### ENTRIES PROVIDED

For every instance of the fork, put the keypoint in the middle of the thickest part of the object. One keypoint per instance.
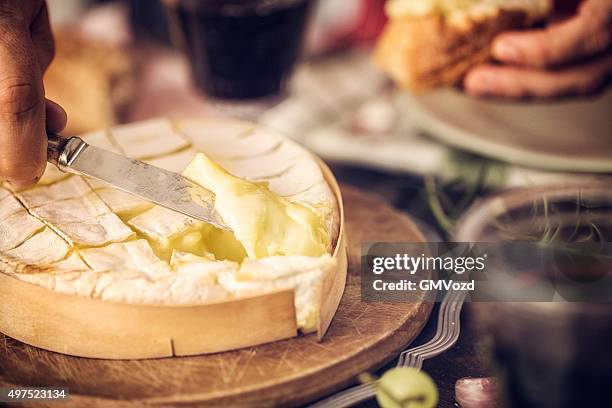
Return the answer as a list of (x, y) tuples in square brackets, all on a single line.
[(447, 333)]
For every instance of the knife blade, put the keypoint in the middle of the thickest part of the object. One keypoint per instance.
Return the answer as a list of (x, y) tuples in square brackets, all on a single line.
[(162, 187)]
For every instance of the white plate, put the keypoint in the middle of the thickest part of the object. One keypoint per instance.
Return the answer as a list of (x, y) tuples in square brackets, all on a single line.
[(572, 135)]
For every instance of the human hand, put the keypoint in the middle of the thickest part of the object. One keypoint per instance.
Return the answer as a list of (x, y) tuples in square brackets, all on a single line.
[(570, 57), (26, 50)]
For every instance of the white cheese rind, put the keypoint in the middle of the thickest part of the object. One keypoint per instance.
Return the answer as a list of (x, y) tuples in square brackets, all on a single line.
[(17, 228), (84, 221), (44, 248), (71, 187)]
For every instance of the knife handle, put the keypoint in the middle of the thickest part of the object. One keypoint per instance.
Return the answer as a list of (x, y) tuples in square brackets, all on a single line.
[(61, 150)]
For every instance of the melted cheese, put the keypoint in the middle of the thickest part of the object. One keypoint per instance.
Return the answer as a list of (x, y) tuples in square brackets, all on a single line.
[(263, 222)]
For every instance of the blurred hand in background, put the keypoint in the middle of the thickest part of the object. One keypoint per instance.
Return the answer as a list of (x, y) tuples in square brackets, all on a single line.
[(568, 57), (26, 50)]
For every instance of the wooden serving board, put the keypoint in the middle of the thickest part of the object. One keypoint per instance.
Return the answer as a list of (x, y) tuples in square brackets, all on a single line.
[(289, 372)]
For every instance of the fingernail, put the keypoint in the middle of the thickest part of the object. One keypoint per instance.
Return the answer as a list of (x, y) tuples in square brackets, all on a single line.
[(506, 50)]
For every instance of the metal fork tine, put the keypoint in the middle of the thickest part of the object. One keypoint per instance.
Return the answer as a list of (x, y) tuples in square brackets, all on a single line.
[(447, 333)]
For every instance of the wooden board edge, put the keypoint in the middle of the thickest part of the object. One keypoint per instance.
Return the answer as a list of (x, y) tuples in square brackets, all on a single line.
[(333, 284)]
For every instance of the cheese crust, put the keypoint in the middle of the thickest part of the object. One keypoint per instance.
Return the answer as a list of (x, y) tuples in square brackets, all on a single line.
[(78, 237)]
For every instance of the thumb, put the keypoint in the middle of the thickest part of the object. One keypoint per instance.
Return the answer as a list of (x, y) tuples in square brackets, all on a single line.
[(23, 141)]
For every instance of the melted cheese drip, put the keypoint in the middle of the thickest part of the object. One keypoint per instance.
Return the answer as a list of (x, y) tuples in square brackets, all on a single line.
[(263, 222)]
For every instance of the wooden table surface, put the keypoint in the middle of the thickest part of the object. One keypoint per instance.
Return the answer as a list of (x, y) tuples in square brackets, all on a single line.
[(466, 358)]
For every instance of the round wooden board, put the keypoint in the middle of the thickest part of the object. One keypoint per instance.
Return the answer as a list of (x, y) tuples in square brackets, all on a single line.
[(290, 372)]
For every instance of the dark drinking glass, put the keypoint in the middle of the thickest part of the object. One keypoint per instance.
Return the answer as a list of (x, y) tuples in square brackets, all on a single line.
[(240, 49), (550, 354)]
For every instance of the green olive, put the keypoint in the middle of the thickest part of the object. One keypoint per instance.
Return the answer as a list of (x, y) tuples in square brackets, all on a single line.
[(406, 387)]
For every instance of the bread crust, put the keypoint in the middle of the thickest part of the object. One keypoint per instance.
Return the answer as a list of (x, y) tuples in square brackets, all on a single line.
[(429, 52)]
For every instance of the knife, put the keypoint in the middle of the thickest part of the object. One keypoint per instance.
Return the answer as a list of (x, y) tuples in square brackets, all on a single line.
[(162, 187)]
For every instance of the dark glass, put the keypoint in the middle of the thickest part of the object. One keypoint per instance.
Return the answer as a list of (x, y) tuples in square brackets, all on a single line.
[(551, 354), (148, 21), (241, 49)]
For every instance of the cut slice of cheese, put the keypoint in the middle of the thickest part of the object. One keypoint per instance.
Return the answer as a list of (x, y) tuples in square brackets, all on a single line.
[(67, 235), (71, 187), (52, 174), (125, 205), (84, 221), (4, 193), (175, 162), (9, 205), (133, 255), (264, 223), (44, 248), (305, 275), (15, 229)]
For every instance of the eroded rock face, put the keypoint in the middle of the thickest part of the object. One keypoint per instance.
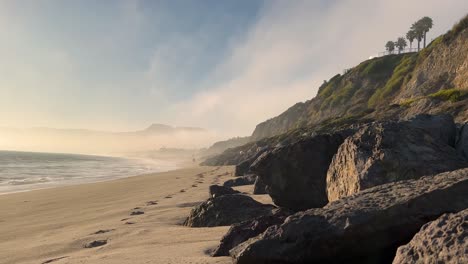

######

Could you restate the material word for word, omitting the pictures?

For every instance of the fork, put the keypoint in the middle of the thickest part of the object. One keypoint per instance.
Return the answer as a list of (x, y) tuples in square brackets, all on a single line.
[(447, 333)]
For every instance of the knife blade, put the keypoint in the middle of the thickest part of the object. One keypoint per instance.
Return the answer as a list of (x, y) tuples in square brackets, all on a single line.
[(162, 187)]
For every instance of the white plate, put the keypoint in the middle of the thickest part of the object. One keypoint per instance.
Return the answer as a list of (x, y) tuples in square brackets, all on a single line.
[(572, 135)]
For every instance of the human hand, put the keypoint in the middle of the thickest part of the object. One keypoint per instance.
Return the answer as a list of (x, y) tuples in square brackets, all on a single line.
[(570, 57), (26, 50)]
For every instance of the white cheese rind, put the keypoint in the middle of the thickest part of the object. One keypoint per instance.
Return the answer as a list of (x, y) tuples in square brackets, all on a single line.
[(17, 228), (84, 221), (44, 248), (71, 187)]
For every instance of the knife handle, put the keypoint in the middle of the thickest part of the object. One keypoint per instance.
Return the answer as a list of (x, y) tuples in square brackets, all on a single line.
[(61, 150)]
For every instance of the melted cheese, put the keypoint in the middle of the thickest part of the object. One keypoint per instance.
Return the answer as a list of (x, y) tuples in square brackets, all on a single line.
[(263, 222)]
For every instance of the blurred hand in background, put the keypoint in the middle of the thickest part of the object. One keypoint per instance.
Return the answer as a list of (x, y) tuples in square brackets, all on a single line.
[(568, 57), (26, 50)]
For every instance of the wooden serving board, put the keypoint in the middle of the thickest part of the object. One keypoint per instance.
Return the answer as a list of (x, y) tuples in square brackets, all on a single line.
[(289, 372)]
For every instance of the fingernail, put the keypoint in the middle of the thickest part of the object. One keypoint per instance.
Return the answer as a list of (x, y) tuples in square brackets, all on a single line.
[(506, 50)]
For every instance of the metal fork tine, put the keypoint in the middle of the thickest part of the object. One keypoint per instance.
Return the answer as a list of (x, y) tuples in square brackets, all on a single line.
[(447, 333)]
For every instance of the wooden board edge, put the keypoint in the middle of the thickest part of the object. One keypoint per instance.
Return the answer as a list of (x, y) tuples in square brackets, all on a single line.
[(333, 284)]
For every instance of the cheese crust, put the keypoint in the middle of the thickest part of the object. One keypoint per instance.
Return the answer as a list of (x, y) tuples in square brackets, all on a single line.
[(78, 237)]
For every instance of the thumb, put the keypoint in the middle of the thickest part of the object. One keypoint per instance.
Return the answer as a list of (x, y) tuples in square brackets, all on a single line.
[(23, 141)]
For every instance of the melted cheese drip, put the keypoint in the middle of the thickest part of the object. One keypoint per instance.
Return the answer as a list of (x, y) tuples in square brackets, all on a single line.
[(263, 222)]
For every instance of the wooden table surface, put the keypoint in the middle of the thickest part of the object. One keypoint per instance.
Return the answer as a list of (x, y) tuples in square brackets, all on a single line.
[(466, 358)]
For every instance of the round wooden board, put the keypoint in the middle of the thickest part of the object. One keypoint per instance.
Return the answer as a list of (x, y) tuples in square brackets, all on a single line.
[(290, 372)]
For every instance of the dark drinking glass, put the keypoint in the middle of the thickest part of the object. One keypoint per instance.
Return the answer as a list of (x, y) tuples in square brackets, all on a single line.
[(240, 49), (550, 354)]
For every instance of the green olive, put the keypoint in the middle of the thickest part of the object. One keypoint per instance.
Return the answer as a list of (x, y) tuples in square brackets, all on a single line.
[(406, 387)]
For every instance of the bread crust, put the keypoint in the middle of the thickest part of the object. One keypoint per instance.
Return the answer as a list of (x, y) tuples in square brackets, all on a single line.
[(429, 52)]
For every instance of the knife, put the keypoint in the middle of the thickest part of the object. One keypoint per instance.
Return the answer as a list of (x, y) tuples in square brackets, all on a single line.
[(162, 187)]
For every instance of the dark glass, put the keypoint in the middle of the thickest part of the object. One keypoint per instance.
Return the answer as a list of (x, y) tuples in square brackets, all on a single line.
[(551, 354), (148, 21), (241, 49)]
For every instance of the cut slice of cheese, put the keypoint in the middle of the thickest part of the object. One keypoint per instance.
Return the answer as a list of (x, y) tuples in square brackets, all on a single line.
[(67, 235), (71, 187), (52, 174), (125, 205), (84, 221), (4, 193), (175, 162), (9, 205), (133, 255), (264, 223), (44, 248), (305, 275), (15, 229)]
For every instance of the eroded rock face, put the keypoint in the middle of the thickest part of the object. One keypoint per instance.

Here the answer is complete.